**Requirement:**
Resume the passage about the stages of meaning, writing on from its last sentence.

**Supplied text:**
And no wonder the nihilistic despair that attends the inevitable futility of such escapism: gang-violence, earth rape, anti-education, political and bureaucratic corruption, anti-social behaviour, etc.


The cul-de-sac of meaning presented by these sort of problems leads to a vicious-weakling backlash of health and safety, risk aversion and increased state and police powers that defy any reasonable measures of common sense. Neo-fascist, control freak, mumsy mollycoddling – call it what you will. I call it the tyranny of mediocrity, the iron fist in a velvet glove.


To recap: Stage 1 was polytheist with all the important action taking place in the divine realm. The paradigm here was the Magical. Stage 2 was monotheist, with the important action happening here on earth – the Causal paradigm, giving us science and so on.


Now that the petrol gauge of meaning has gone below the reserve tank and is sputtering on fumes, where is the last chance Texaco? What is stage 3 and how can we fill up on it?


The answer is blowing in the wind, said Bob. Never was truer word spoken! The windblown particles, waves and wavicles of quantum physics hold a clue. So too does the connective, collaborative, reflective, responsive, innovative, improvising pluralism of 21st century social networking. This whole bag was pioneered by the jazz and rock and roll that has spread across the world like a miasma for the past century – a mummy’s curse that curled out of the ancient tombs, through the horn of Bird’s exalted sax or Hendrix’s cosmic harp - perhaps. Bringing us together as a whole, preparing us to act as a body greater than the sum of its parts.

**Available data:**

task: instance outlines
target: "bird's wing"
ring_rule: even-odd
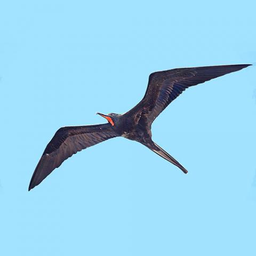
[[[215,66],[177,68],[155,72],[149,76],[146,94],[141,101],[127,112],[140,118],[144,116],[151,125],[158,115],[187,88],[250,65]]]
[[[29,190],[72,155],[117,136],[108,123],[60,128],[47,145],[33,173]]]

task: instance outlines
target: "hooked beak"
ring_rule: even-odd
[[[114,123],[112,118],[108,115],[104,115],[103,114],[99,113],[99,112],[96,113],[97,115],[99,115],[100,116],[102,116],[106,118],[108,122],[111,124],[111,125],[114,126],[115,125],[115,123]]]

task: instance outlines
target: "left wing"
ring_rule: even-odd
[[[117,136],[118,135],[108,123],[60,128],[47,145],[33,173],[28,190],[39,184],[73,154]]]
[[[149,125],[183,91],[226,74],[246,68],[250,64],[212,66],[177,68],[152,73],[141,101],[125,114],[135,117],[143,116]]]

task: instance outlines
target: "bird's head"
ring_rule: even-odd
[[[115,126],[118,123],[119,117],[120,116],[118,114],[115,113],[110,113],[105,115],[104,114],[98,113],[97,114],[106,118],[113,126]]]

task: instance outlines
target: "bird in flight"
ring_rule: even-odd
[[[177,68],[151,74],[144,97],[127,112],[97,113],[108,123],[58,130],[36,166],[28,190],[39,184],[65,160],[78,151],[118,136],[140,142],[187,173],[184,167],[152,140],[152,123],[187,88],[249,66],[251,65]]]

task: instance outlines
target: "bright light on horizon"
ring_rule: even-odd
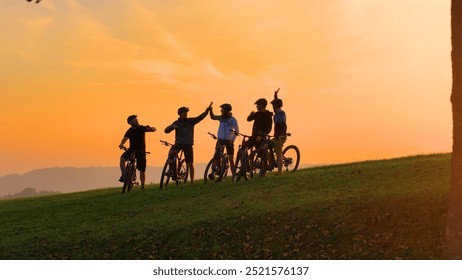
[[[180,106],[281,88],[302,163],[450,152],[450,1],[2,1],[0,176],[117,166],[130,114],[160,166]],[[196,126],[195,161],[214,143]],[[237,146],[237,143],[236,143]]]

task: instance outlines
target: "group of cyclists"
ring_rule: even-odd
[[[248,147],[259,148],[264,144],[266,136],[272,130],[274,122],[274,137],[271,140],[274,152],[276,154],[277,169],[278,173],[282,172],[282,148],[286,141],[287,136],[287,124],[286,114],[282,110],[283,102],[278,98],[277,93],[279,89],[274,93],[274,99],[270,102],[273,107],[273,112],[267,110],[268,101],[265,98],[260,98],[255,101],[257,110],[252,111],[247,117],[248,122],[253,122],[252,135],[246,142]],[[226,147],[226,153],[229,156],[229,164],[233,177],[236,172],[234,166],[234,140],[239,132],[239,125],[237,119],[232,114],[231,104],[224,103],[220,105],[221,114],[215,115],[212,108],[213,103],[205,109],[205,111],[197,117],[188,117],[189,108],[180,107],[178,108],[178,119],[172,124],[167,126],[164,130],[165,133],[171,133],[175,131],[175,143],[169,151],[169,155],[173,154],[174,151],[182,150],[185,156],[185,161],[189,168],[190,182],[194,182],[194,126],[201,122],[209,114],[212,120],[219,122],[217,138]],[[146,132],[155,132],[157,129],[149,125],[141,125],[138,122],[137,115],[130,115],[127,118],[127,123],[130,128],[125,132],[119,148],[124,149],[125,152],[120,157],[120,171],[122,176],[119,181],[124,182],[125,178],[125,163],[129,159],[131,151],[136,151],[137,169],[140,173],[141,188],[145,185],[145,172],[146,172]],[[125,143],[129,141],[130,147],[125,148]],[[267,148],[267,147],[265,147]]]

**Result of this task:**
The mark of this phase is social-communalism and holism. Holism is best understood in the Latin phrase pars pro toto: the part is equal to the whole. Each cell contains the DNA blueprint for the whole body – the whole race, the whole universe. I cannot reduce the other to a positive bunch of facts, like objects laid out before a superior me, and defined by what I call natural law. I am just another part of you, like Donny Hathaway sang: everything is everything, or John Lennon: I am you and you are me …


I cannot define that Texaco station or the type of fuel there, nobody can, only the plurality can. Like the plural group collaborating in the search for sustainable new meaning on Group Partners’ Yammer, set up by John Caswell, just one of many such groups no doubt.


All I’ll say for now is Stage 3 is being defined by our collaborative search for meaning.


Hopefully it will be considered useful and valuable to have the roadmap laid out like this – if we want to get our bearings we need to know the road we’ve been travelling on: from polytheist/magical through monotheist/causal to holistic/creative. I make no apology for the course grained history and philosophical nitty gritty. It’s important, it sets the historical context for meaning.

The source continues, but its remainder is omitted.